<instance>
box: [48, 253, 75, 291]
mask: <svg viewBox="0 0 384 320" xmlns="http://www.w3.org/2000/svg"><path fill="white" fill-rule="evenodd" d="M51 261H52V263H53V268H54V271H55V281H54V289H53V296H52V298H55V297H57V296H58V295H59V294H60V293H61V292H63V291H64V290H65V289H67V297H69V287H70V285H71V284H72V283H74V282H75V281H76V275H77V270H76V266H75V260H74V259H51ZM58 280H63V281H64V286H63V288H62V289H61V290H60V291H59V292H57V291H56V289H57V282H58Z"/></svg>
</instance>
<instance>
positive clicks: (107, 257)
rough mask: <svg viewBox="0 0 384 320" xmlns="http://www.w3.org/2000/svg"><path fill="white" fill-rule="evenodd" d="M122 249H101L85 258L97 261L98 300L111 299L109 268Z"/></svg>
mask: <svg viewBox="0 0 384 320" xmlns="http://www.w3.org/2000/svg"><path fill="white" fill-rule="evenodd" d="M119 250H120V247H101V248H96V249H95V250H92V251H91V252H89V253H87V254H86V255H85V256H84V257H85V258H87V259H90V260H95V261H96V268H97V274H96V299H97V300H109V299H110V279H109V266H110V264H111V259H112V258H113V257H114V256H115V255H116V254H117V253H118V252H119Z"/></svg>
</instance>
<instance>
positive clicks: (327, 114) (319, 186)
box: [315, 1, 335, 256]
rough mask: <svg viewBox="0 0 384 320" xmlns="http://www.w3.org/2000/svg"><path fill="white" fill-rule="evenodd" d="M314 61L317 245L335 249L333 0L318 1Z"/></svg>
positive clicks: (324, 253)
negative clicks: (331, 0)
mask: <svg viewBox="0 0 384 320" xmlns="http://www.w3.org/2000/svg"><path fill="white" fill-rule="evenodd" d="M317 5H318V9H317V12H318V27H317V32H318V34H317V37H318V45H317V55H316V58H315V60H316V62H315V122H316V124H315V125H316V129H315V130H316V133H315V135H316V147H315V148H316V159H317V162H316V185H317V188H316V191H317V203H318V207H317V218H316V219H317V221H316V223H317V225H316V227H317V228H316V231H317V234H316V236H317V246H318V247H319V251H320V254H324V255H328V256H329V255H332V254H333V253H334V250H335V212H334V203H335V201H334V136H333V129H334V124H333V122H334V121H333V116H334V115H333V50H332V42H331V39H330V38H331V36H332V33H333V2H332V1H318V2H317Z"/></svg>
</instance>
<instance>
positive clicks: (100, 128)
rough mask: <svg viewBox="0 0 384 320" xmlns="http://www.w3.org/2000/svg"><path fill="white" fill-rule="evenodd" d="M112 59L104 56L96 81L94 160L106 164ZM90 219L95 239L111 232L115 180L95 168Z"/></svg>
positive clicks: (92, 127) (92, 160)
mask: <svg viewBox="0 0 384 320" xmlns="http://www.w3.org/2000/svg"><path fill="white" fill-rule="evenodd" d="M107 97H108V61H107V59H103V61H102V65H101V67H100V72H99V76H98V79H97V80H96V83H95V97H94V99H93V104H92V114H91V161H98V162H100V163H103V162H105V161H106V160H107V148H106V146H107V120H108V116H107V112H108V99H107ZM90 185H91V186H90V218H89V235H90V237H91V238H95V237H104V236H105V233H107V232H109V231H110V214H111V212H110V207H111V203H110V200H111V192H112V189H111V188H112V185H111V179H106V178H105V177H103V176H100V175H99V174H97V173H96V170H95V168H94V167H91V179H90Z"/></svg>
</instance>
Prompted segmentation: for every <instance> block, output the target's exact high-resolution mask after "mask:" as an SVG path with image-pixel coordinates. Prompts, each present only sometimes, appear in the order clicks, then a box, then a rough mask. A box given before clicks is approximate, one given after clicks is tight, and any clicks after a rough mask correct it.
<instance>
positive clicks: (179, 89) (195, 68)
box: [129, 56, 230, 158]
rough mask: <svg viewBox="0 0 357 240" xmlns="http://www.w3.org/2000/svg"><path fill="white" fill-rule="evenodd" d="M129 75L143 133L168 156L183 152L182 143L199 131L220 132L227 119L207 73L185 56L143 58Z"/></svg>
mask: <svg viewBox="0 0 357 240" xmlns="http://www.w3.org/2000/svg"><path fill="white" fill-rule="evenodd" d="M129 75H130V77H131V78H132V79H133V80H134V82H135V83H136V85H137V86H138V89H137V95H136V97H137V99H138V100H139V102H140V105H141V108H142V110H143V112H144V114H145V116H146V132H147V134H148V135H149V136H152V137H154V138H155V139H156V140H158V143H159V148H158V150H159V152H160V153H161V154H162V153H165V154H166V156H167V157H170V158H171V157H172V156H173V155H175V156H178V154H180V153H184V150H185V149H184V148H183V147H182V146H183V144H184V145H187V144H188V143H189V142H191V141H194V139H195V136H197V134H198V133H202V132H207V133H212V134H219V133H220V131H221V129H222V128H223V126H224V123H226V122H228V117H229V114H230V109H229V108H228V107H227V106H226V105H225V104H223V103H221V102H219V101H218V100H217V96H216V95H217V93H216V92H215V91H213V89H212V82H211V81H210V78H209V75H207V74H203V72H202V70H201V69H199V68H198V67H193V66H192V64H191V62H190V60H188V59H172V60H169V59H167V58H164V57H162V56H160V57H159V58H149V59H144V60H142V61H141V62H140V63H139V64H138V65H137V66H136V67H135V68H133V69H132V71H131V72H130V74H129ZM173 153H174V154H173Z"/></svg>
================================
Task goal:
Output each line of the entries exactly, so that nothing is lost.

Result:
<instance>
box: [48, 253, 75, 291]
mask: <svg viewBox="0 0 384 320" xmlns="http://www.w3.org/2000/svg"><path fill="white" fill-rule="evenodd" d="M51 261H52V263H53V268H54V271H55V281H54V289H53V296H52V298H55V297H57V296H58V295H59V294H60V293H61V292H63V291H64V290H65V289H67V297H69V287H70V285H71V284H72V283H74V282H75V281H76V275H77V270H76V266H75V260H74V259H51ZM58 280H63V281H64V286H63V288H62V289H61V290H60V291H59V292H57V291H56V289H57V282H58Z"/></svg>
</instance>
<instance>
positive clicks: (107, 257)
rough mask: <svg viewBox="0 0 384 320" xmlns="http://www.w3.org/2000/svg"><path fill="white" fill-rule="evenodd" d="M122 249H101L85 258L97 261L98 300L111 299L109 268Z"/></svg>
mask: <svg viewBox="0 0 384 320" xmlns="http://www.w3.org/2000/svg"><path fill="white" fill-rule="evenodd" d="M119 250H120V247H101V248H96V249H95V250H92V251H91V252H89V253H87V254H86V255H85V256H84V257H85V258H87V259H90V260H95V261H96V268H97V274H96V299H97V300H109V299H110V279H109V266H110V264H111V259H112V258H113V257H114V256H115V255H116V254H117V253H118V252H119Z"/></svg>
</instance>
<instance>
positive clicks: (327, 114) (319, 186)
box: [315, 1, 335, 256]
rough mask: <svg viewBox="0 0 384 320" xmlns="http://www.w3.org/2000/svg"><path fill="white" fill-rule="evenodd" d="M314 61L317 245L335 249L333 0L318 1Z"/></svg>
positive clicks: (324, 253)
negative clicks: (331, 0)
mask: <svg viewBox="0 0 384 320" xmlns="http://www.w3.org/2000/svg"><path fill="white" fill-rule="evenodd" d="M317 5H318V9H317V12H318V27H317V32H318V34H317V37H318V45H317V55H316V58H315V60H316V62H315V122H316V124H315V125H316V129H315V130H316V133H315V135H316V147H315V148H316V159H317V162H316V185H317V188H316V191H317V203H318V207H317V218H316V219H317V221H316V223H317V225H316V227H317V228H316V231H317V234H316V236H317V246H318V247H319V251H320V254H324V255H328V256H329V255H332V254H333V253H334V250H335V212H334V203H335V201H334V136H333V129H334V124H333V122H334V121H333V116H334V115H333V50H332V42H331V39H330V38H331V36H332V33H333V2H332V1H318V2H317Z"/></svg>
</instance>
<instance>
positive clicks: (100, 128)
rough mask: <svg viewBox="0 0 384 320" xmlns="http://www.w3.org/2000/svg"><path fill="white" fill-rule="evenodd" d="M112 59L104 56L96 81L94 160L106 164ZM90 219L95 239L111 232L115 180L95 168Z"/></svg>
positive clicks: (92, 127) (92, 160)
mask: <svg viewBox="0 0 384 320" xmlns="http://www.w3.org/2000/svg"><path fill="white" fill-rule="evenodd" d="M107 97H108V61H107V59H103V61H102V65H101V67H100V72H99V76H98V79H97V80H96V83H95V97H94V99H93V104H92V114H91V161H98V162H100V163H103V162H105V161H106V160H107V148H106V146H107V120H108V116H107V112H108V99H107ZM90 185H91V186H90V218H89V235H90V237H91V238H95V237H104V236H105V233H107V232H109V231H110V214H111V212H110V207H111V203H110V200H111V192H112V189H111V188H112V185H111V179H106V178H105V177H103V176H100V175H99V174H97V173H96V170H95V168H94V167H91V179H90Z"/></svg>
</instance>
Prompted segmentation: for every <instance> block, output the target's exact high-resolution mask after "mask:" as an SVG path with image-pixel coordinates. Prompts, each present only sometimes, appear in the order clicks, then a box, then a rough mask. A box given before clicks is approximate, one given after clicks is tight, and any clicks after a rough mask correct it.
<instance>
positive clicks: (179, 89) (195, 68)
box: [129, 56, 230, 158]
rough mask: <svg viewBox="0 0 357 240" xmlns="http://www.w3.org/2000/svg"><path fill="white" fill-rule="evenodd" d="M129 75L143 133L168 156L183 152L182 143L199 131L220 132L227 119L207 73L185 56L143 58Z"/></svg>
mask: <svg viewBox="0 0 357 240" xmlns="http://www.w3.org/2000/svg"><path fill="white" fill-rule="evenodd" d="M129 75H130V77H131V78H132V79H133V80H134V82H135V83H136V85H137V86H138V89H137V95H136V97H137V99H138V100H139V102H140V105H141V108H142V110H143V112H144V114H145V116H146V132H147V134H148V135H149V136H152V137H154V138H155V139H156V140H158V143H159V148H158V150H159V152H160V153H161V154H162V153H165V154H166V156H167V157H170V158H171V157H172V156H173V155H175V156H178V154H180V153H184V150H185V149H184V148H183V147H182V146H183V144H184V145H187V144H188V143H189V142H191V141H194V139H195V136H197V134H198V133H202V132H207V133H212V134H219V133H220V131H221V129H222V128H223V126H224V123H226V122H228V117H229V114H230V109H229V108H228V107H227V106H226V105H225V104H223V103H221V102H219V101H218V100H217V96H216V95H217V93H216V92H215V91H213V89H212V82H211V81H210V78H209V75H207V74H203V72H202V70H201V69H199V68H198V67H193V66H192V64H191V62H190V60H188V59H172V60H169V59H167V58H164V57H162V56H160V57H159V58H149V59H144V60H142V61H141V62H140V63H139V64H138V65H137V66H136V67H135V68H133V69H132V71H131V72H130V74H129ZM173 153H174V154H173Z"/></svg>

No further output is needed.